Position identification records
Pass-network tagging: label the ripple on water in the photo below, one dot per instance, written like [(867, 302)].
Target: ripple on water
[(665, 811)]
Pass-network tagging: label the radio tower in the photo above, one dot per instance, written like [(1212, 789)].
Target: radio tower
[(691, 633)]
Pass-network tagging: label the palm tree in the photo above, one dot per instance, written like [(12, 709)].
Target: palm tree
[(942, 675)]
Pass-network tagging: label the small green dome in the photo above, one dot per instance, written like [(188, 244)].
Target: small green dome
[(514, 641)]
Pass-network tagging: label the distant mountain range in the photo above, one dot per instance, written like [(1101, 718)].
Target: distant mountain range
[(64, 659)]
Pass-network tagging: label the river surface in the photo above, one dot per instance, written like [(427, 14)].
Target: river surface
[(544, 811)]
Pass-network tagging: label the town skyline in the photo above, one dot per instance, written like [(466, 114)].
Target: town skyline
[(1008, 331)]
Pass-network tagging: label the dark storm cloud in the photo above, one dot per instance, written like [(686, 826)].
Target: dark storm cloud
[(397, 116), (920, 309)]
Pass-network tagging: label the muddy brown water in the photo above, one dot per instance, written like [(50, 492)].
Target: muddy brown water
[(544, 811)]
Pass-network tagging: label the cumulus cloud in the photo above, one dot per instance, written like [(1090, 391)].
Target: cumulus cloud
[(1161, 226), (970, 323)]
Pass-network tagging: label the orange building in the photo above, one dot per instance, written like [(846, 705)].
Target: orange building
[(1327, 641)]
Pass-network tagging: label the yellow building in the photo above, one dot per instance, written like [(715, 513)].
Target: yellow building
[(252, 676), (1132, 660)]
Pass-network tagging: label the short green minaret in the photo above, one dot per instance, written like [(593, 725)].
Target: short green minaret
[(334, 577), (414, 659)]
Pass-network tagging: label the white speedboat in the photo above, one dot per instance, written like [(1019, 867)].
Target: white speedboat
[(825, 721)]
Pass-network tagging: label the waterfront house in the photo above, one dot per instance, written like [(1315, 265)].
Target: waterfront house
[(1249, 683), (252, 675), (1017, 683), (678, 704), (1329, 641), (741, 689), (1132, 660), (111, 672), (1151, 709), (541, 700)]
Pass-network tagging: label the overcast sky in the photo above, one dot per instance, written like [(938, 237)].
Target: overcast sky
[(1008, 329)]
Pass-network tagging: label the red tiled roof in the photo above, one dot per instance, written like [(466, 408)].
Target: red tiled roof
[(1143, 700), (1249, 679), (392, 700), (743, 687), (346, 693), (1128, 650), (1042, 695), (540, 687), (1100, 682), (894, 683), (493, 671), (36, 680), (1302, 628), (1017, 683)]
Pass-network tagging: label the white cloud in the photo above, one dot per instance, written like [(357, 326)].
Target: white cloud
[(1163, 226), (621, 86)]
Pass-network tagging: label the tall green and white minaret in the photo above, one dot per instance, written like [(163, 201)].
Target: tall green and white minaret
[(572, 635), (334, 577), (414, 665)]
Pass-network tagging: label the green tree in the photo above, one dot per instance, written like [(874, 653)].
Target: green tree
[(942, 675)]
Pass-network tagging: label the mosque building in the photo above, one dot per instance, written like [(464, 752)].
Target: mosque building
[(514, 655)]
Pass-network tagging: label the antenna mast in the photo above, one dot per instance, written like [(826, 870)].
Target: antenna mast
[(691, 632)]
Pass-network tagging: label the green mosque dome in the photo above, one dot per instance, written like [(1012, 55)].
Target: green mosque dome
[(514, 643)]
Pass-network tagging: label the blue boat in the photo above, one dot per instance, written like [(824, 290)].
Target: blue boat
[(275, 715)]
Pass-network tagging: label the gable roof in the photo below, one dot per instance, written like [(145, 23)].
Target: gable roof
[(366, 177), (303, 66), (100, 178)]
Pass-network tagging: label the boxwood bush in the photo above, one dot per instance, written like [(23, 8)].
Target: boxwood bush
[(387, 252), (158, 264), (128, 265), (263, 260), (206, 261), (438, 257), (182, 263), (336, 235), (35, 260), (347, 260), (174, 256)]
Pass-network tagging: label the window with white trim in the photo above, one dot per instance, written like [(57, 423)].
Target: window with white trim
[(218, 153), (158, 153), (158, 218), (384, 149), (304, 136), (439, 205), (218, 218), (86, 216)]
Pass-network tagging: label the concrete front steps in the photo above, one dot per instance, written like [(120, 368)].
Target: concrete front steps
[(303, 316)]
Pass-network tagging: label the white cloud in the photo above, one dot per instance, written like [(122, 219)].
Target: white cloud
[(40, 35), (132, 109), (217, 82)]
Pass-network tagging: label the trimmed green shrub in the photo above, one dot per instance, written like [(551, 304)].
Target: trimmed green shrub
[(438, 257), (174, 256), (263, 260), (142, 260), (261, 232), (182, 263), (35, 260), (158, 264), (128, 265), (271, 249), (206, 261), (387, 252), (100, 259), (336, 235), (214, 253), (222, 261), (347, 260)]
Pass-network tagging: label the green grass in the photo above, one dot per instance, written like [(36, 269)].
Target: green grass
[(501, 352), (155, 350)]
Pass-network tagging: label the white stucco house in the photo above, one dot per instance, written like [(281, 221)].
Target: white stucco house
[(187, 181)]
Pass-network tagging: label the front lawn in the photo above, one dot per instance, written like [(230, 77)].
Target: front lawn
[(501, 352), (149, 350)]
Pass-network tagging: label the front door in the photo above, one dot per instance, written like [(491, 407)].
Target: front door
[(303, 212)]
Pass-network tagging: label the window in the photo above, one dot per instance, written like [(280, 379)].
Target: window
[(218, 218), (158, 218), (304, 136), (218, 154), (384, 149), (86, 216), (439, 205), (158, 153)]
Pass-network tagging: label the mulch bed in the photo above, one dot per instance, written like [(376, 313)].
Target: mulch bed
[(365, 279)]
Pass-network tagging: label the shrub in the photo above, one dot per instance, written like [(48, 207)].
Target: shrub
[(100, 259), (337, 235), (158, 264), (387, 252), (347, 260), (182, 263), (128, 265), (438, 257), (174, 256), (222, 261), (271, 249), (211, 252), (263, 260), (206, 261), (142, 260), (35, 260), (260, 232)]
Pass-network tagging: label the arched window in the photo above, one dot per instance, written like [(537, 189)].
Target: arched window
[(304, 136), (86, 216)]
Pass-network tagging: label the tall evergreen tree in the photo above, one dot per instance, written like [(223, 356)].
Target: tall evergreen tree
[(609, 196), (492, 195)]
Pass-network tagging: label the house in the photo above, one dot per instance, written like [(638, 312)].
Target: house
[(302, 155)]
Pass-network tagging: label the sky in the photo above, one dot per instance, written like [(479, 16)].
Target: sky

● **Problem to solve**
Update the material above by replacing every occurrence of "one dot per instance" with "one point per instance". Leave everything else unchanged.

● **Answer to the task**
Pass-network tagging: label the ripple on water in the photo below, one point per instance, written like [(867, 302)].
Target: ripple on water
[(665, 811)]
Pass-network tagging: label the radio tower in the photo above, one point per instance, written like [(1212, 789)].
Target: radio tower
[(691, 633)]
Pass-network tagging: label the palm tree in the photo above, one point per instance, written like [(12, 709)].
Target: palm tree
[(942, 675)]
Pass-network tagging: label the small green dome in the photo above, one point per instance, written like [(188, 244)].
Target: small green dome
[(514, 641)]
Pass-network tagging: label the distant mountain range in the photo above, one point per instance, written like [(1101, 718)].
Target: distant mountain range
[(64, 659)]
Pass-network tagging: label the river surface in the photo above, one point per instance, written like [(427, 14)].
Target: river surface
[(544, 811)]
Pass-network tagging: label the town skyline in the photo above, one point per instance, written like [(466, 114)].
Target: town skyline
[(1008, 331)]
Pass-network tagging: label the dark storm cloud in the photo above, one point per instance, written like [(686, 826)].
Target: dark storm cloud
[(397, 116), (920, 309)]
Pass-network tagging: label the muddy brown water in the photo above, one point per instance, written like [(50, 492)].
Target: muddy brown water
[(544, 811)]
Pass-network tagging: label the cumulus cloud in the photo above, one point per instance, written like [(1090, 391)].
Target: cumulus cloud
[(1161, 226), (970, 323)]
Pass-network tagging: label the orange building in the photo above, one point per instance, written like [(846, 705)].
Target: orange building
[(1327, 641)]
Pass-network tagging: label the yellow building in the photo above, one point per instance, written like [(715, 513)].
Target: yellow building
[(252, 676), (1132, 660)]
Pass-network tagging: label the short green minaret in the photo above, one point per instance, written like [(593, 725)].
Target: short green minaret
[(334, 577), (414, 659)]
Pass-network tagging: label the white speedboat in the photo above, one point per instance, written like [(1019, 867)].
Target: white speedboat
[(825, 721)]
Pass-network tagging: label the waterfront house in the photo above, one point per instance, written like [(1315, 265)].
Target: waterfront house
[(1249, 683), (252, 675), (1017, 683), (678, 704), (1329, 641), (741, 689), (1132, 660), (111, 672), (1151, 709), (541, 700)]
Pass-network tagging: label the overcast sky in the photo above, one point per instance, written like [(938, 237)].
Target: overcast sky
[(1008, 329)]
Pass-network tagging: label the red tiled roof in the photo above, one point per instance, written like [(466, 408)].
Target: red tiled roof
[(1143, 700), (1249, 679), (392, 700), (743, 687), (346, 693), (1128, 650), (1042, 695), (540, 687), (1100, 682), (894, 683), (493, 671), (36, 680), (1302, 628), (1017, 683)]
Pass-network tagging: label the white cloud in the photo above, one point per instance, written like [(357, 326)].
Target: white cloud
[(1163, 226), (621, 86)]
Pass-network tagging: label the tall green and white minaret in the photo above, one point per instance, written like [(163, 201)].
Target: tall green and white minaret
[(572, 635), (334, 577), (414, 665)]
Pass-network tagging: label the green tree in the photo above, one point per instance, written like [(874, 653)].
Target: green tree
[(942, 675)]
Pass-network tagging: label the mosque building in the photo above, one point per instance, written like [(464, 752)].
Target: mosque building
[(514, 655)]
Pass-network tagging: label the antenna mast in the photo above, one point per instance, written like [(826, 870)].
Target: antenna mast
[(691, 632)]
Pass-network tagging: label the green mosque dome in the photo above, one point per instance, written like [(1012, 55)].
Target: green mosque dome
[(514, 643)]
Pass-network tagging: label the blue boat in the photo above, one point per instance, written like [(824, 290)].
Target: blue boat
[(275, 715)]
Pass-network tagging: label the gable roof in the photo below, one point per instance, written like [(145, 23)].
Target: gable roof
[(366, 177), (303, 66), (100, 178)]
Pass-network tagging: label the boxwood bush in the photo above, one point per instance, written like [(23, 8)].
Target: boxwood bush
[(387, 252), (158, 264), (128, 265), (263, 260), (206, 261), (438, 257), (182, 263), (336, 235), (35, 260), (347, 260), (174, 256)]
Pass-network tagging: label the window with white trim in the photo above, one point per instance, written like [(57, 423)].
Target: window with white trim
[(218, 153), (158, 153), (158, 218), (384, 149), (304, 136), (439, 205), (218, 218), (86, 216)]
Pass-network tagging: label the concrete front steps in the photo above, one point per instance, written like [(120, 368)].
Target: concrete front steps
[(303, 316)]
Pass-network tagging: label the white cloud in the photo above, one point per instance, written like [(122, 219)].
Target: white cloud
[(40, 35), (132, 109), (217, 82)]
Pass-network tagging: label the trimmed green shrub in the photo above, one point per instance, written like [(551, 304)].
Target: trimmed green shrub
[(438, 257), (174, 256), (263, 260), (142, 260), (261, 232), (182, 263), (35, 260), (158, 264), (128, 265), (271, 249), (206, 261), (387, 252), (100, 259), (336, 235), (214, 253), (222, 261), (347, 260)]
Pass-network tagging: label the green grass in the photo above, one point per instance, written like [(36, 269)].
Target: green grass
[(501, 352), (155, 350)]
Pass-network tagging: label the white stucco house in the photo above, one point per instance, written like [(281, 221)].
Target: white stucco house
[(187, 181)]
Pass-network tagging: label the front lawn in the photo above, one point per instance, written like [(230, 77)].
Target: front lawn
[(501, 352), (149, 350)]
Pass-network tagging: label the front door in the photo above, one point per instance, written like [(491, 407)].
Target: front door
[(303, 212)]
Pass-network tagging: label the window in the photo above, one point per instance, written like [(280, 379)].
Target: window
[(218, 218), (158, 218), (304, 136), (218, 154), (384, 149), (86, 216), (439, 205), (158, 153)]
Pass-network tagging: label the mulch bed in the photo above, one point per instance, written like [(376, 313)].
Target: mulch bed
[(365, 279)]
Pass-network tagging: label the shrub in the photo above, one point per instance, written like [(48, 207)].
Target: shrub
[(100, 259), (337, 235), (158, 264), (387, 252), (347, 260), (182, 263), (128, 265), (438, 257), (174, 256), (222, 261), (271, 249), (211, 252), (263, 260), (206, 261), (142, 260), (35, 260), (260, 232)]
Pass-network tagging: label the arched window in the photo above, one point per instance, written like [(537, 189)].
Target: arched window
[(304, 136), (86, 216)]
Pass-network tagging: label the tall evergreen tree in the photo above, one point per instance, written like [(223, 356)].
Target: tall evergreen tree
[(609, 196), (492, 195)]
Pass-network tagging: label the house in the photo above, one point per instance, written like [(638, 312)].
Target: house
[(302, 155)]
Pass-network tagging: label the sky in the photo above, one point per instance, written like [(479, 16)].
Target: sky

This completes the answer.